Every deal model has synergies. IT integration synergies are among the most credible — because they’re real, they’re quantifiable, and they come from actual asset consolidation rather than revenue assumptions.
But they’re also the most commonly overestimated, because the integration work required to realize them is systematically underestimated.
The IT Synergy Categories
Category 1: License Cost Synergies (Realizable in 90-180 days)
SaaS license deduplication: When two companies merge and both are using Salesforce, you cancel one. When both are using Microsoft 365 E3, you consolidate to E5. Typical realization: 60-90 days from Day 1, once user migration is complete.
Cloud optimization: Combined cloud spend is larger, which means better pricing from cloud vendors. Azure Reserved Instances, AWS Savings Plans, GCP committed use discounts — all of which require consolidated billing.
Vendor consolidation: Two companies with separate vendor relationships for the same service category (e.g., two different EDR vendors) consolidate to one. License savings plus operational simplicity.
Synergy magnitude: 20-35% of the combined IT run rate, realized over 12-18 months.
Category 2: IT Operations Synergies (Realizable in 180-365 days)
Help desk consolidation: Two separate IT help desks become one. The combined entity has more scale, which allows for better tooling and higher automation. Typical reduction: 1-2 FTE per 500 users consolidated.
Security operations consolidation: Two separate SIEMs, two separate EDR platforms, two separate vulnerability management programs — consolidated into one. License savings plus better security outcomes (fewer blind spots).
Network simplification: When the two companies’ networks are consolidated and the two ISPs are consolidated, the combined entity gets better pricing and simpler management.
Synergy magnitude: 10-20% of the combined IT run rate, realized over 18-24 months.
Category 3: IT Transformation Synergies (Realizable in 365+ days)

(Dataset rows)
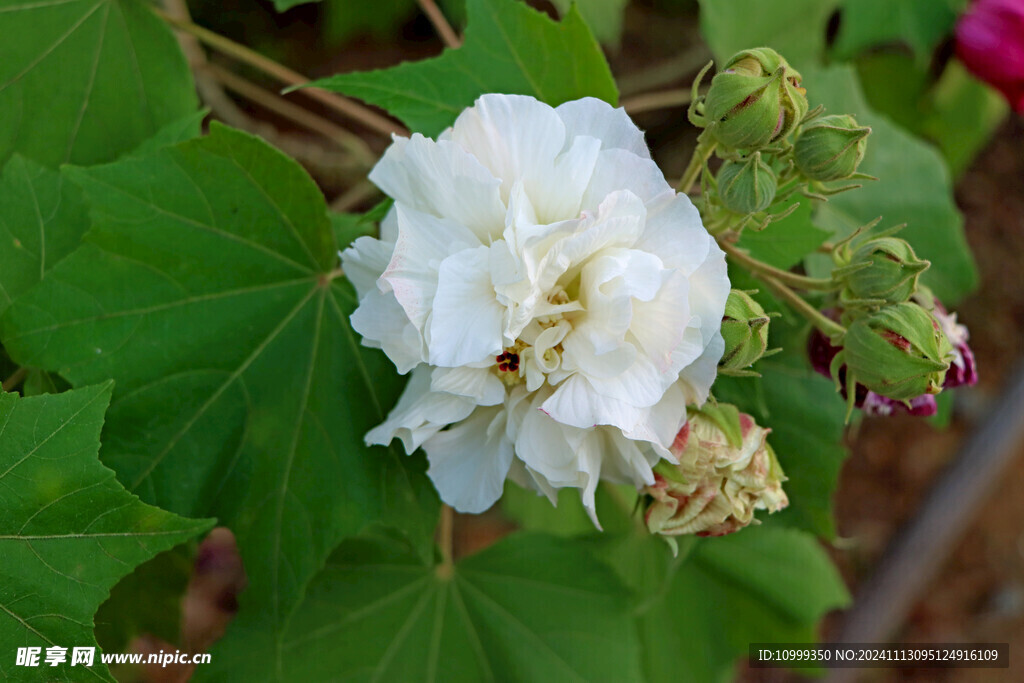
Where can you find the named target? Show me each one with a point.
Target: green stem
(705, 148)
(784, 276)
(828, 327)
(445, 542)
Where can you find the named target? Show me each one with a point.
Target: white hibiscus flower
(557, 303)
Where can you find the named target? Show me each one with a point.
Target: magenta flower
(990, 43)
(821, 353)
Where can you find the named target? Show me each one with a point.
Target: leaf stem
(15, 379)
(343, 105)
(445, 542)
(441, 26)
(760, 267)
(700, 156)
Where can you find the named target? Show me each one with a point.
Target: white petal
(617, 170)
(611, 126)
(480, 384)
(696, 378)
(420, 414)
(383, 325)
(658, 325)
(424, 242)
(467, 321)
(514, 136)
(364, 262)
(675, 232)
(469, 462)
(441, 178)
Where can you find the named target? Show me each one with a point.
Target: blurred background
(911, 71)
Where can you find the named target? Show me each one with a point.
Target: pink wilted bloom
(821, 353)
(990, 43)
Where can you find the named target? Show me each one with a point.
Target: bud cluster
(756, 118)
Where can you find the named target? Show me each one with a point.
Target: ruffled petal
(420, 414)
(598, 119)
(442, 179)
(364, 262)
(469, 462)
(480, 384)
(383, 325)
(424, 242)
(467, 321)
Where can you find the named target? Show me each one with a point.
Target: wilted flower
(990, 43)
(963, 370)
(557, 302)
(719, 481)
(821, 352)
(897, 351)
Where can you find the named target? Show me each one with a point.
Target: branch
(341, 104)
(441, 26)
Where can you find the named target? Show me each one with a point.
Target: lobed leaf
(69, 531)
(208, 288)
(530, 607)
(84, 81)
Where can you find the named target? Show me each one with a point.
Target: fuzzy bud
(898, 351)
(754, 100)
(830, 148)
(747, 186)
(724, 474)
(744, 328)
(880, 270)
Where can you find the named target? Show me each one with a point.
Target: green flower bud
(744, 328)
(832, 147)
(747, 186)
(898, 351)
(756, 99)
(880, 270)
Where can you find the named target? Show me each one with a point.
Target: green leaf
(603, 16)
(701, 611)
(348, 226)
(795, 28)
(208, 289)
(69, 530)
(83, 81)
(786, 243)
(919, 24)
(509, 47)
(532, 512)
(43, 215)
(42, 219)
(528, 608)
(913, 186)
(146, 601)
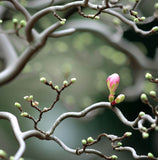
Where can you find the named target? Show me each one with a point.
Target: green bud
(144, 98)
(148, 76)
(24, 114)
(145, 135)
(56, 87)
(65, 83)
(3, 154)
(73, 80)
(119, 144)
(43, 80)
(152, 93)
(15, 21)
(90, 139)
(17, 104)
(84, 141)
(150, 155)
(141, 113)
(156, 5)
(114, 157)
(23, 23)
(154, 29)
(128, 134)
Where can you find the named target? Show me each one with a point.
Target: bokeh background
(89, 59)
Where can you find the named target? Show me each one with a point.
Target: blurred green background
(90, 60)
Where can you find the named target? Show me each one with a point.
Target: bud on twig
(3, 154)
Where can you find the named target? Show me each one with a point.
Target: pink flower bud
(113, 82)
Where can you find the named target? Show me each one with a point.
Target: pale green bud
(90, 139)
(73, 80)
(150, 155)
(128, 134)
(114, 157)
(3, 154)
(84, 141)
(145, 135)
(148, 76)
(18, 105)
(43, 80)
(24, 114)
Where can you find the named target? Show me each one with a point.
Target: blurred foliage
(89, 59)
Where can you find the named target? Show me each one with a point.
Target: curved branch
(17, 132)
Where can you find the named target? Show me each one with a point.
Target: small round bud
(15, 21)
(24, 114)
(17, 104)
(134, 13)
(153, 125)
(43, 80)
(150, 155)
(120, 98)
(148, 76)
(11, 158)
(141, 113)
(114, 157)
(128, 134)
(152, 93)
(73, 80)
(56, 87)
(145, 135)
(63, 21)
(31, 97)
(97, 17)
(90, 139)
(154, 29)
(144, 98)
(144, 128)
(23, 23)
(156, 5)
(84, 141)
(142, 18)
(3, 154)
(136, 20)
(45, 109)
(65, 83)
(111, 98)
(119, 144)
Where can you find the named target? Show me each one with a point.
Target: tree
(33, 38)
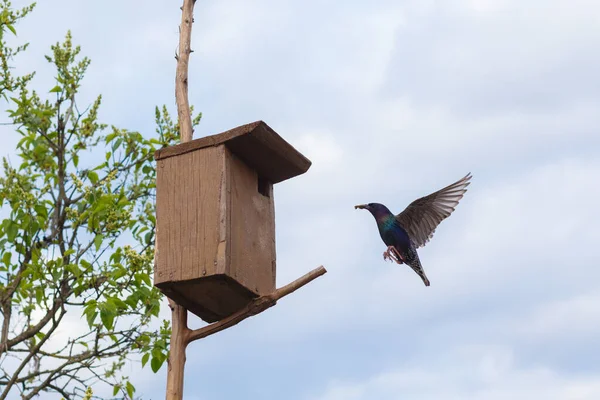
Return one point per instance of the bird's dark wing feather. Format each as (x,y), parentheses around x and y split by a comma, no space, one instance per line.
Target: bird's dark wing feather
(422,216)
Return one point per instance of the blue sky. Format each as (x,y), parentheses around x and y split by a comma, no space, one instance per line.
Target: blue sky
(391,100)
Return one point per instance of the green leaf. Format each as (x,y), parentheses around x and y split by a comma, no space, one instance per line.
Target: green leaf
(107,317)
(6,258)
(130,389)
(91,317)
(155,364)
(11,231)
(98,241)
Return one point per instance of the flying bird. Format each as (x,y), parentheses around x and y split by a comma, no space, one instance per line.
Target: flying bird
(414,227)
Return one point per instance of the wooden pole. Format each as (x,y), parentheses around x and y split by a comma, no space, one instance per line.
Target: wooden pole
(179,328)
(181,76)
(181,335)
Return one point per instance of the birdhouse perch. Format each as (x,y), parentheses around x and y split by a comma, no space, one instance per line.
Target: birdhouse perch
(215,218)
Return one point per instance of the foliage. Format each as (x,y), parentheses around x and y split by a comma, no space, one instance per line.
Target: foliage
(76,236)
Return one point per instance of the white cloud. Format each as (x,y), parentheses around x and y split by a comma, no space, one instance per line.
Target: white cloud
(472,372)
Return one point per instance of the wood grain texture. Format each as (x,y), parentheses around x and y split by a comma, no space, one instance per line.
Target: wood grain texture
(188,220)
(254,307)
(257,145)
(252,245)
(181,74)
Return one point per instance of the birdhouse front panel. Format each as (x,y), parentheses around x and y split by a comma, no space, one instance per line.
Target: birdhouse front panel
(215,239)
(189,189)
(252,228)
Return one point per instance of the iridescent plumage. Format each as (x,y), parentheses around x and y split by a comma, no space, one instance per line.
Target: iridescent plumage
(414,227)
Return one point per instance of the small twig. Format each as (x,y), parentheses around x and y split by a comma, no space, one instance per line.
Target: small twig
(181,76)
(257,306)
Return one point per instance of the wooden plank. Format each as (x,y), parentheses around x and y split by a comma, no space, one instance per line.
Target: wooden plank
(188,190)
(256,144)
(251,233)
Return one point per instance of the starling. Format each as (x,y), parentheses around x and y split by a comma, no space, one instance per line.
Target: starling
(414,227)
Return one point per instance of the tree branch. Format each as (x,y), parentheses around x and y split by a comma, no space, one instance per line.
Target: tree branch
(181,76)
(257,306)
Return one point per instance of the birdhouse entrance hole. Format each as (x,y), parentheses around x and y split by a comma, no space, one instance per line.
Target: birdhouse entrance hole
(215,218)
(263,186)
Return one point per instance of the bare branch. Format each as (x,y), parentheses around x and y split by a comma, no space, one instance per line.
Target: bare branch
(181,77)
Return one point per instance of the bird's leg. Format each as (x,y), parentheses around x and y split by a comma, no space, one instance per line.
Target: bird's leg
(393,255)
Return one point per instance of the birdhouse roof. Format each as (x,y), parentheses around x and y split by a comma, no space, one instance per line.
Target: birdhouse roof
(257,145)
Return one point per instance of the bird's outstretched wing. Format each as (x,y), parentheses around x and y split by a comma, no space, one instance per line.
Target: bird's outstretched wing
(422,216)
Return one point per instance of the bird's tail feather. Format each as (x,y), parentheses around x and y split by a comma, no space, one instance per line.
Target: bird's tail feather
(416,266)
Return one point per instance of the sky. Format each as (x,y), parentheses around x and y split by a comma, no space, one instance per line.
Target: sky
(391,100)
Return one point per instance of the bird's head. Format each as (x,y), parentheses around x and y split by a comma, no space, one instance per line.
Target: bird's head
(378,210)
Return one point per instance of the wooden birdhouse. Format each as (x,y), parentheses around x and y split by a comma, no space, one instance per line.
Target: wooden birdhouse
(215,240)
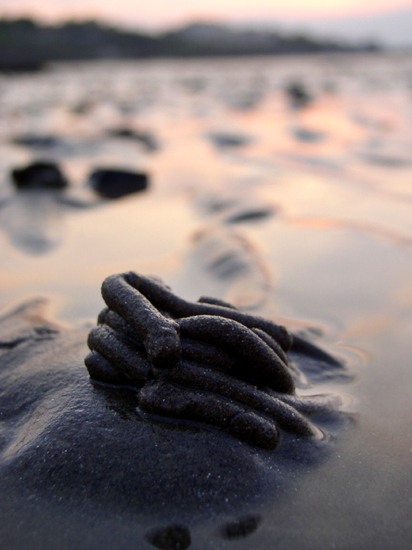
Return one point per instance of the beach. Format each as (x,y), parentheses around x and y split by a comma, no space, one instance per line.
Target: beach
(294,210)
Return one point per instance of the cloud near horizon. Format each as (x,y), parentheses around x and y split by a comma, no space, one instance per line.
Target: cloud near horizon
(158,13)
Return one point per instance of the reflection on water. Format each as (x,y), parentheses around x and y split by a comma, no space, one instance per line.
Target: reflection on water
(299,211)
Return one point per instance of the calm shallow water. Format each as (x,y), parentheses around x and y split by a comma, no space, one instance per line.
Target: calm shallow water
(330,254)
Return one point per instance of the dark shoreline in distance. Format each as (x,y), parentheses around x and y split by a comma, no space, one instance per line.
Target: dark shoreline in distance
(26,45)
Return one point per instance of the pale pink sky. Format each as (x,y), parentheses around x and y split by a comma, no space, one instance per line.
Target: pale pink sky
(163,13)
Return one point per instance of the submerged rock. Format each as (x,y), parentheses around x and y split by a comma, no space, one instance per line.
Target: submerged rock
(83,460)
(39,175)
(206,361)
(115,183)
(298,95)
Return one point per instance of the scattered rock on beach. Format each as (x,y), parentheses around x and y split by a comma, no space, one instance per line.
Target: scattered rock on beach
(39,175)
(298,95)
(36,141)
(115,183)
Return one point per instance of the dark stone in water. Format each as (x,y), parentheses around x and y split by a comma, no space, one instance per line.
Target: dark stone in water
(241,528)
(206,362)
(298,95)
(114,183)
(250,215)
(172,537)
(39,175)
(83,462)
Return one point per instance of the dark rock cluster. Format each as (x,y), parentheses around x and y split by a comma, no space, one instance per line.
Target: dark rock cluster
(204,362)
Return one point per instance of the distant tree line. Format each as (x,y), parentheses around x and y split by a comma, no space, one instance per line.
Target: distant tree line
(25,44)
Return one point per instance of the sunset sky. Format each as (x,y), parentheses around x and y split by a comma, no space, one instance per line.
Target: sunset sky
(158,14)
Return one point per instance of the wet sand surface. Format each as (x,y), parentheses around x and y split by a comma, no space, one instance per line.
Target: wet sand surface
(300,215)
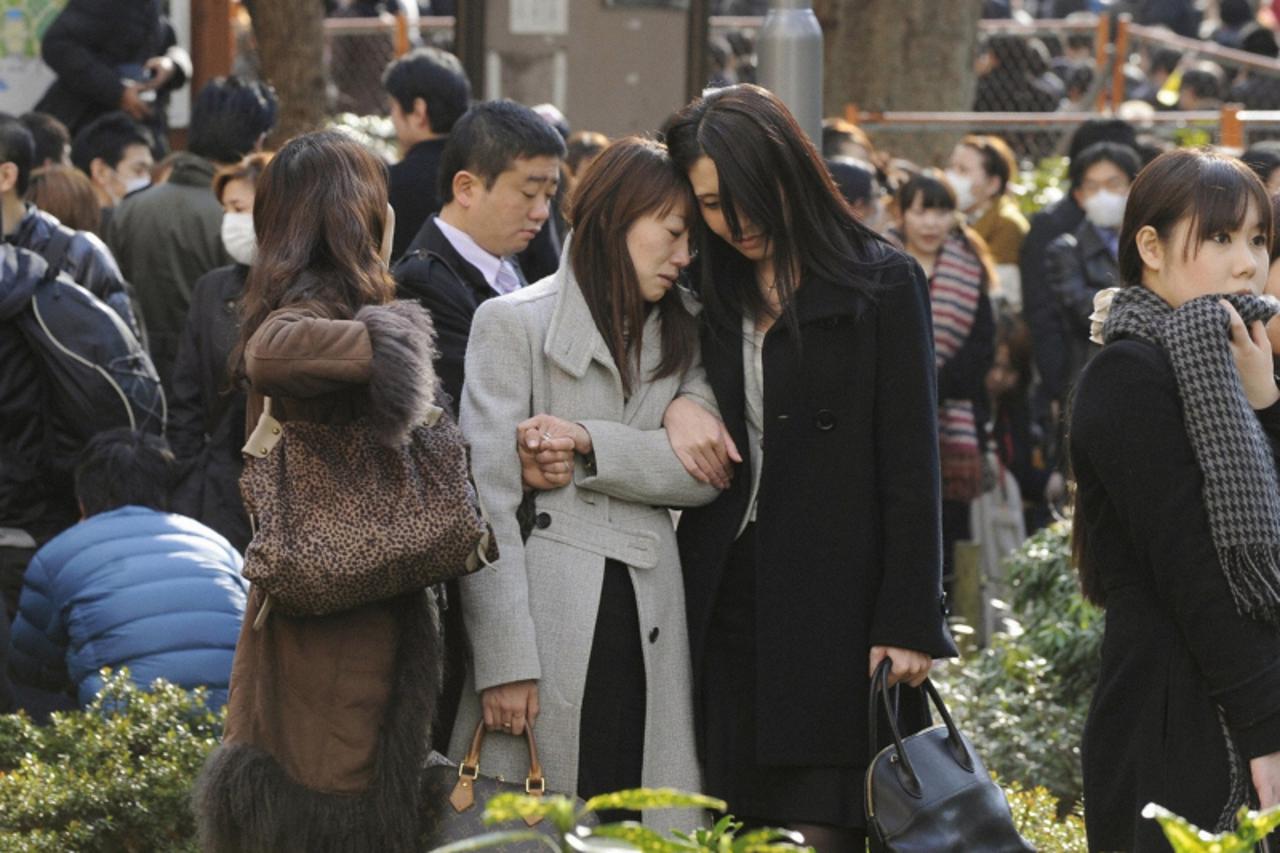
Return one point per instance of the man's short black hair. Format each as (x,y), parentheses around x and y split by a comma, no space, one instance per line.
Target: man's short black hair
(490,137)
(18,147)
(105,138)
(50,135)
(434,76)
(122,468)
(1121,155)
(229,117)
(1101,131)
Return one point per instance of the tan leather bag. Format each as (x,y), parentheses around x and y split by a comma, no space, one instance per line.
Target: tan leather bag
(341,520)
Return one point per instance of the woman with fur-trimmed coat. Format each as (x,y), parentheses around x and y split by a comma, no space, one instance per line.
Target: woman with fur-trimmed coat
(328,717)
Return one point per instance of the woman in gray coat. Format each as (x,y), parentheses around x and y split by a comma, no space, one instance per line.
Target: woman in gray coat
(580,629)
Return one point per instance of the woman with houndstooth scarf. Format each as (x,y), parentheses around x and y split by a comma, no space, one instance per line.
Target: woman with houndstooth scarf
(1174,434)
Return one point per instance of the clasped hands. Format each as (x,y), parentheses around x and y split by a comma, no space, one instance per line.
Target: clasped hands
(547,446)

◆ EXERCISES TO COMPLETE ◆
1: Name every IT synergy category that the IT synergies piece gives a heading to.
2: According to the IT synergies piece, what staff reduction is typical when help desks are consolidated?
3: Write the next part of the IT synergies piece, picking up right after its last heading.
These entries have no connection to the IT synergies piece.

◆ RESULTS FOR EACH TASK ◆
1:
License Cost Synergies
IT Operations Synergies
IT Transformation Synergies

2: 1-2 FTE per 500 users consolidated.

3:
Cloud migration acceleration: Post-merger is often the forcing function that drives cloud migration, which reduces on-premises infrastructure costs. If the combined entity migrates to cloud faster than the individual companies would have, the resulting opex reduction is a synergy.
Application rationalization: The combined entity has fewer applications (some are retired, some are replaced). License savings plus reduced IT support burden.
Synergy magnitude: Variable. Depends on the scale of transformation undertaken.
How Synergies Get Overestimated
The error: Modeling “10% of combined IT spend” as a synergy, realized in year 1.
Why it’s wrong: IT synergies take time to realize because:
- The integration work must be completed before synergies can be captured
- Some synergies (like cloud optimization) require the full combined spend to be in place before the pricing improvements apply
- IT integrations face unexpected delays — complexity is always higher than modeled
The realistic model: IT synergies are front-loaded with costs, back-loaded with savings. The cost of integration (labor, tooling, vendor transition) is concentrated in months 1-12. The savings start in month 6-12 and accelerate through month 24.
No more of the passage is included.